Region labeling entries:
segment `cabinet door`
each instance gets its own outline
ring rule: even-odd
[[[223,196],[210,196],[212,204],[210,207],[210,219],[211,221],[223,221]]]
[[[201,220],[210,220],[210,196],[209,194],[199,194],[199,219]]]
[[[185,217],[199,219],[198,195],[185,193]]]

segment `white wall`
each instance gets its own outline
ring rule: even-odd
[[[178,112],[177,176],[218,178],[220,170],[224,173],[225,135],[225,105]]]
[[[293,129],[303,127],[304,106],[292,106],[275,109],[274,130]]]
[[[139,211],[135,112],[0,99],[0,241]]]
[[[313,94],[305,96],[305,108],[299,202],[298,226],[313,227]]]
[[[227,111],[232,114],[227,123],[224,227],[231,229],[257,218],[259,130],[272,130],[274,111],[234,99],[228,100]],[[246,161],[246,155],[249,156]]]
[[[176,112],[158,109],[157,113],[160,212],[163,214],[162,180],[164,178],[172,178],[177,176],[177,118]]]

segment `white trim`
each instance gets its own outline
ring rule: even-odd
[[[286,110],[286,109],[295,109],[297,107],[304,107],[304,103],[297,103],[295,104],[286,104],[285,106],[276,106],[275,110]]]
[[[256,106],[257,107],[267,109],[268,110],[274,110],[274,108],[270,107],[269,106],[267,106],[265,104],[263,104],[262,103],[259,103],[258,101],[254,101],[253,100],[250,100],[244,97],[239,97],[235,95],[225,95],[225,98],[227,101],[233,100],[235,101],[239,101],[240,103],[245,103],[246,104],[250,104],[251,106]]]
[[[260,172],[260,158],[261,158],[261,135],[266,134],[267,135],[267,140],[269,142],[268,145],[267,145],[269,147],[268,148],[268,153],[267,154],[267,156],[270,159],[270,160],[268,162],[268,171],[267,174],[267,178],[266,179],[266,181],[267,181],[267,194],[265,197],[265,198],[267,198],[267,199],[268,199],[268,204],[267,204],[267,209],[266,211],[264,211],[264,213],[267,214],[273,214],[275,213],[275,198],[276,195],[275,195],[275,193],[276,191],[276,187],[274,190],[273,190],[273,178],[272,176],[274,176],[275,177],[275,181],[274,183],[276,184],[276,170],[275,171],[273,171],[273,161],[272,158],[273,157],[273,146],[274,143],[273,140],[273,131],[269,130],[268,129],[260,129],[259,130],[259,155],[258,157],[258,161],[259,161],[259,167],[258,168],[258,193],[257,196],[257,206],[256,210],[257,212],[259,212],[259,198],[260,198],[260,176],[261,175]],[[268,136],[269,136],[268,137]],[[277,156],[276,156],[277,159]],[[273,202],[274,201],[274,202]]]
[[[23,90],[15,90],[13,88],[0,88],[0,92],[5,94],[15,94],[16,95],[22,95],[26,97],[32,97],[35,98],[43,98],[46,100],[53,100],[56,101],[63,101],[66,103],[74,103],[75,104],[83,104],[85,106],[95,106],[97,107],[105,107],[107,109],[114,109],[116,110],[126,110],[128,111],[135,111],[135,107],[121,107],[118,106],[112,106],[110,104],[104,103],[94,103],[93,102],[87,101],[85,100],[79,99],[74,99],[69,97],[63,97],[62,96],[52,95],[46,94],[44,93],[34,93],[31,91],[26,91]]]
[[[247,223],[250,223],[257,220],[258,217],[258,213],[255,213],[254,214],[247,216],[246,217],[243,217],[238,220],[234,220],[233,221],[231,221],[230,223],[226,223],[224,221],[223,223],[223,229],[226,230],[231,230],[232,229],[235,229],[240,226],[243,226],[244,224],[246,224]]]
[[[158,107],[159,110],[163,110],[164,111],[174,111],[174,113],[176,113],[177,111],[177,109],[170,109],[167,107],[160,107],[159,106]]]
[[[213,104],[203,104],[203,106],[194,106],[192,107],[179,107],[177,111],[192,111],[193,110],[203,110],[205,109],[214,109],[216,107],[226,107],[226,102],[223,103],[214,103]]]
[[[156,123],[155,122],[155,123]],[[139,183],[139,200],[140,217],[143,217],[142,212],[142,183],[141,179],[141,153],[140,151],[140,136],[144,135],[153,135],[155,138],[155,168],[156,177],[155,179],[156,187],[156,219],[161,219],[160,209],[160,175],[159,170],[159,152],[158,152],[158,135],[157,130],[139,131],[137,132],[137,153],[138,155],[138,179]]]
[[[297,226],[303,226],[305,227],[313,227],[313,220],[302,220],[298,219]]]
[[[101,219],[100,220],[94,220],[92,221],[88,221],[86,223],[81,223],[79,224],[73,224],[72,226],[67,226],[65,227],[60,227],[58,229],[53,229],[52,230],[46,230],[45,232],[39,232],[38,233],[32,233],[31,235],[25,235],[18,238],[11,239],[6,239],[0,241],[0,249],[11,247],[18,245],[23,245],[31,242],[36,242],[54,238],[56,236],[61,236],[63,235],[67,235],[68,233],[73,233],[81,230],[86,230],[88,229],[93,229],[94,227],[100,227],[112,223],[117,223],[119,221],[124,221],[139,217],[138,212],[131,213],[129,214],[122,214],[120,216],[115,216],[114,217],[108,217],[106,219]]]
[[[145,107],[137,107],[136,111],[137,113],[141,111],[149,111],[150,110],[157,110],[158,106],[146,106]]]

▶ **Work instructions**
Please set down the whole listing above without altering a single line.

▶ **Response below**
segment `cabinet door`
each instance gets its own outline
ring rule: even-odd
[[[223,196],[210,196],[212,204],[210,207],[210,219],[211,221],[223,221]]]
[[[201,220],[210,220],[210,196],[209,194],[199,194],[199,219]]]
[[[185,217],[199,219],[198,195],[185,193]]]

segment `white wall`
each instance gets its own outline
ring rule: even-odd
[[[178,112],[177,176],[218,178],[220,170],[224,173],[225,135],[225,105]]]
[[[293,129],[303,127],[304,106],[292,106],[275,109],[274,130]]]
[[[139,211],[135,112],[0,99],[0,241]]]
[[[313,94],[305,96],[305,108],[299,202],[298,226],[313,227]]]
[[[227,111],[232,114],[227,123],[224,227],[231,229],[257,218],[259,130],[272,130],[274,111],[234,99],[228,100]],[[246,161],[246,155],[249,156]]]
[[[176,112],[158,109],[157,113],[160,212],[163,214],[162,180],[164,178],[172,178],[177,176],[177,118]]]

segment `white trim`
each instance gets its own outline
ring rule: even-odd
[[[286,110],[286,109],[295,109],[297,107],[304,107],[304,103],[297,103],[295,104],[286,104],[285,106],[276,106],[275,110]]]
[[[256,106],[257,107],[267,109],[268,110],[274,110],[274,108],[270,107],[269,106],[267,106],[265,104],[263,104],[262,103],[259,103],[258,101],[254,101],[253,100],[250,100],[244,97],[239,97],[235,95],[225,95],[225,98],[227,101],[233,100],[235,101],[239,101],[240,103],[245,103],[246,104],[250,104],[251,106]]]
[[[260,172],[260,158],[261,158],[261,135],[266,134],[267,135],[267,140],[269,142],[268,145],[267,145],[269,147],[268,148],[268,153],[267,154],[267,156],[270,159],[270,160],[268,162],[268,171],[267,174],[267,178],[266,179],[266,181],[267,181],[267,194],[265,197],[265,198],[267,198],[267,199],[268,199],[268,204],[267,204],[267,209],[266,211],[264,211],[264,213],[267,214],[273,214],[275,213],[275,198],[276,195],[275,195],[275,193],[276,191],[276,187],[274,190],[273,190],[273,178],[272,176],[274,176],[275,177],[275,181],[274,183],[276,184],[276,170],[275,171],[273,171],[273,161],[272,158],[273,157],[273,146],[274,143],[273,140],[273,131],[269,130],[268,129],[260,129],[259,130],[259,155],[258,157],[258,161],[259,161],[259,167],[258,168],[258,193],[257,196],[257,206],[256,210],[257,212],[259,212],[259,198],[260,198],[260,176],[261,175]],[[268,136],[269,136],[268,137]],[[277,156],[276,156],[277,159]],[[273,202],[274,201],[274,202]]]
[[[23,90],[15,90],[13,88],[0,88],[0,92],[5,94],[15,94],[16,95],[22,95],[26,97],[32,97],[35,98],[43,98],[46,100],[53,100],[56,101],[63,101],[66,103],[74,103],[75,104],[83,104],[85,106],[95,106],[97,107],[105,107],[107,109],[114,109],[116,110],[126,110],[128,111],[135,111],[135,107],[121,107],[118,106],[112,106],[110,104],[104,103],[94,103],[93,102],[87,101],[85,100],[79,99],[74,99],[69,97],[63,97],[62,96],[52,95],[46,94],[44,93],[34,93],[31,91],[26,91]]]
[[[247,223],[250,223],[257,220],[258,217],[258,213],[255,213],[254,214],[247,216],[246,217],[243,217],[238,220],[234,220],[233,221],[231,221],[230,223],[226,223],[224,221],[223,223],[223,229],[226,230],[231,230],[232,229],[235,229],[240,226],[243,226],[244,224],[246,224]]]
[[[158,107],[159,110],[163,110],[164,111],[174,111],[174,113],[176,113],[177,111],[177,109],[170,109],[167,107],[160,107],[159,106]]]
[[[213,104],[203,104],[203,106],[194,106],[192,107],[179,107],[177,111],[192,111],[193,110],[203,110],[205,109],[214,109],[216,107],[226,107],[226,102],[223,103],[214,103]]]
[[[156,123],[155,122],[155,123]],[[139,183],[139,200],[140,217],[143,217],[142,212],[142,183],[141,179],[141,153],[140,151],[140,136],[144,135],[153,135],[155,138],[155,168],[156,177],[155,179],[156,187],[156,219],[161,219],[160,209],[160,175],[159,170],[159,152],[158,152],[158,135],[157,130],[139,131],[137,132],[137,153],[138,155],[138,179]]]
[[[297,226],[303,226],[305,227],[313,227],[313,220],[302,220],[298,219]]]
[[[101,219],[100,220],[94,220],[92,221],[88,221],[86,223],[81,223],[79,224],[73,224],[72,226],[67,226],[65,227],[60,227],[58,229],[53,229],[52,230],[46,230],[45,232],[39,232],[38,233],[32,233],[31,235],[25,235],[18,238],[11,239],[6,239],[0,241],[0,249],[11,247],[18,245],[23,245],[31,242],[36,242],[54,238],[56,236],[61,236],[63,235],[67,235],[68,233],[73,233],[81,230],[86,230],[88,229],[93,229],[94,227],[100,227],[112,223],[117,223],[119,221],[124,221],[139,217],[138,212],[131,213],[129,214],[122,214],[120,216],[115,216],[114,217],[108,217],[106,219]]]
[[[145,107],[137,107],[136,111],[137,113],[141,111],[149,111],[150,110],[157,110],[158,106],[146,106]]]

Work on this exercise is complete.